-- Exercise directions --
Answer these questions from the page text on separation and divorce:
1. Which organization is named as the author?
2. From whom do the ideas and resources offered on the page come?
3. Under the heading "Preparing for the end of a relationship", what two things are described as complex?

-- Page text --
How to Manage Separation or Divorce

By Relationships Australia

Ending a relationship is a very stressful event in anyone’s life. You may be feeling a confusing range of painful emotions or you might be overwhelmed by the practical elements of your breakup. Whether you’re separating from your partner or negotiating a divorce, rest assured, there’s widespread support available to help you move past this difficult period of your life.

When it comes to separating from a long-term partner, it’s normal to wonder how on earth you’ll manage the practical implications of your break-up, let alone come to terms with the barrage of emotions that seem to assail you at every turn. 

Here are some reassuring ideas and resources from counsellors who work in this space, and who have helped lots of other people navigate the intense challenges brought about by separation and divorce.

Preparing for the end of a relationship

It’s often difficult to accept that a long-term relationship is coming to an end. Partnerships and families are complex, and support is often needed whether those families are together or separated.

-- Records shown --

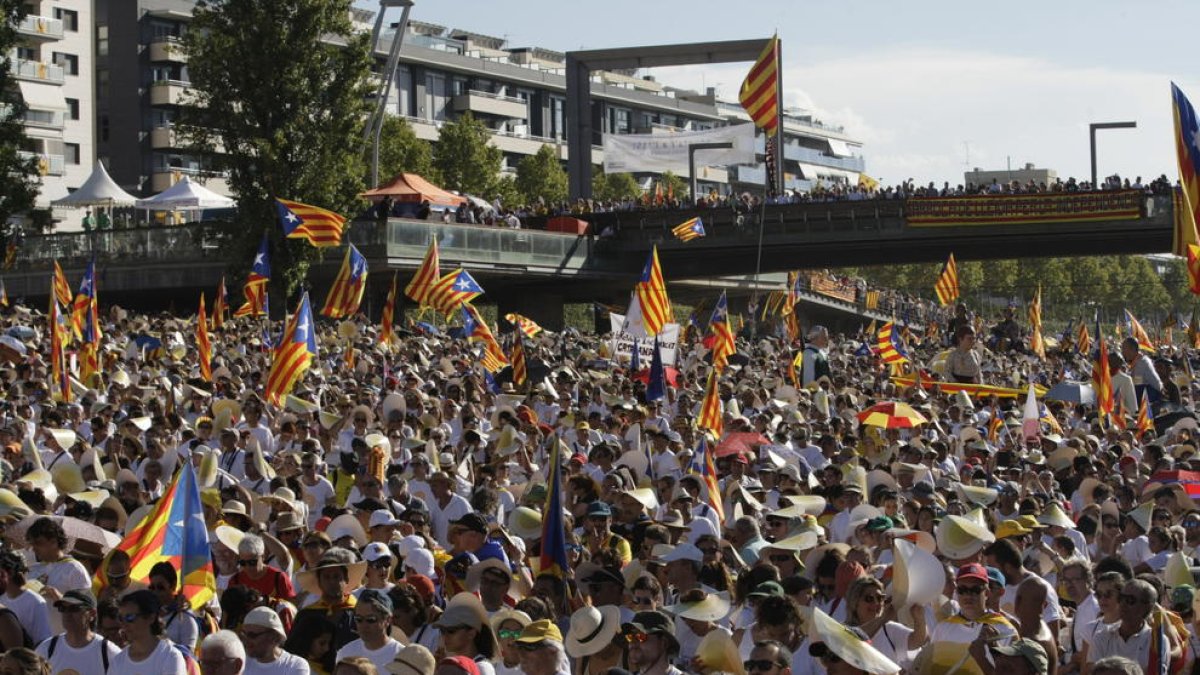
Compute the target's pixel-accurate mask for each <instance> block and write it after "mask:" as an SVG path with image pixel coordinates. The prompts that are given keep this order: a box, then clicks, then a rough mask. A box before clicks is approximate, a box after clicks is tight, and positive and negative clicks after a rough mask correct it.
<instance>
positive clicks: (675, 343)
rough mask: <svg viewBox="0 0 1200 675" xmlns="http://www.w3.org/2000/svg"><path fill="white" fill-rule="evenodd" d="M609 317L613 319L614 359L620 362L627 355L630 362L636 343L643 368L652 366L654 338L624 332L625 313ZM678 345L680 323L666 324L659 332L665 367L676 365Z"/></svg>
mask: <svg viewBox="0 0 1200 675" xmlns="http://www.w3.org/2000/svg"><path fill="white" fill-rule="evenodd" d="M608 317H610V319H611V321H612V353H613V360H618V362H619V360H620V357H625V360H626V362H628V360H629V358H630V357H632V356H634V345H635V344H636V345H637V358H638V359H640V360H641V364H642V368H650V360H653V359H654V337H635V336H632V335H630V334H628V333H623V331H622V330H620V329H622V327H623V325H625V315H619V313H610V315H608ZM678 347H679V324H678V323H666V324H664V325H662V331H661V333H659V353H660V354H662V365H664V368H665V366H668V365H670V366H672V368H673V366H674V364H676V353H677V350H678Z"/></svg>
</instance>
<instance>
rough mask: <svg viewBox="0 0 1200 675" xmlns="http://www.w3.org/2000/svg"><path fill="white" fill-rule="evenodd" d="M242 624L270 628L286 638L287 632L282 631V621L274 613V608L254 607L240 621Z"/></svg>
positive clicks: (282, 629) (279, 634)
mask: <svg viewBox="0 0 1200 675" xmlns="http://www.w3.org/2000/svg"><path fill="white" fill-rule="evenodd" d="M241 625H242V626H258V627H262V628H270V629H271V631H275V632H276V633H277V634H278V635H280V637H281V638H287V637H288V634H287V632H286V631H283V622H282V621H280V615H278V614H276V613H275V610H274V609H271V608H269V607H256V608H254V609H252V610H250V614H247V615H246V619H242V621H241Z"/></svg>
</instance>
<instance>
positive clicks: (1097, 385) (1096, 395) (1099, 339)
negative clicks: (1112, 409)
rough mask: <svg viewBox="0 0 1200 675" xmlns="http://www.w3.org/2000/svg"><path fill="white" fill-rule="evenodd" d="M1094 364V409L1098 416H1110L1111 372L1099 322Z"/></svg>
mask: <svg viewBox="0 0 1200 675" xmlns="http://www.w3.org/2000/svg"><path fill="white" fill-rule="evenodd" d="M1096 344H1097V350H1096V362H1094V363H1093V364H1092V386H1093V387H1094V389H1096V407H1097V408H1098V410H1099V411H1100V414H1106V416H1111V414H1112V372H1111V371H1110V370H1109V348H1108V345H1105V344H1104V333H1102V331H1100V322H1099V318H1098V317H1097V321H1096Z"/></svg>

-- Exercise output --
1. Relationships Australia.
2. From counsellors who work in this space and who have helped many other people through the challenges of separation and divorce.
3. Partnerships and families.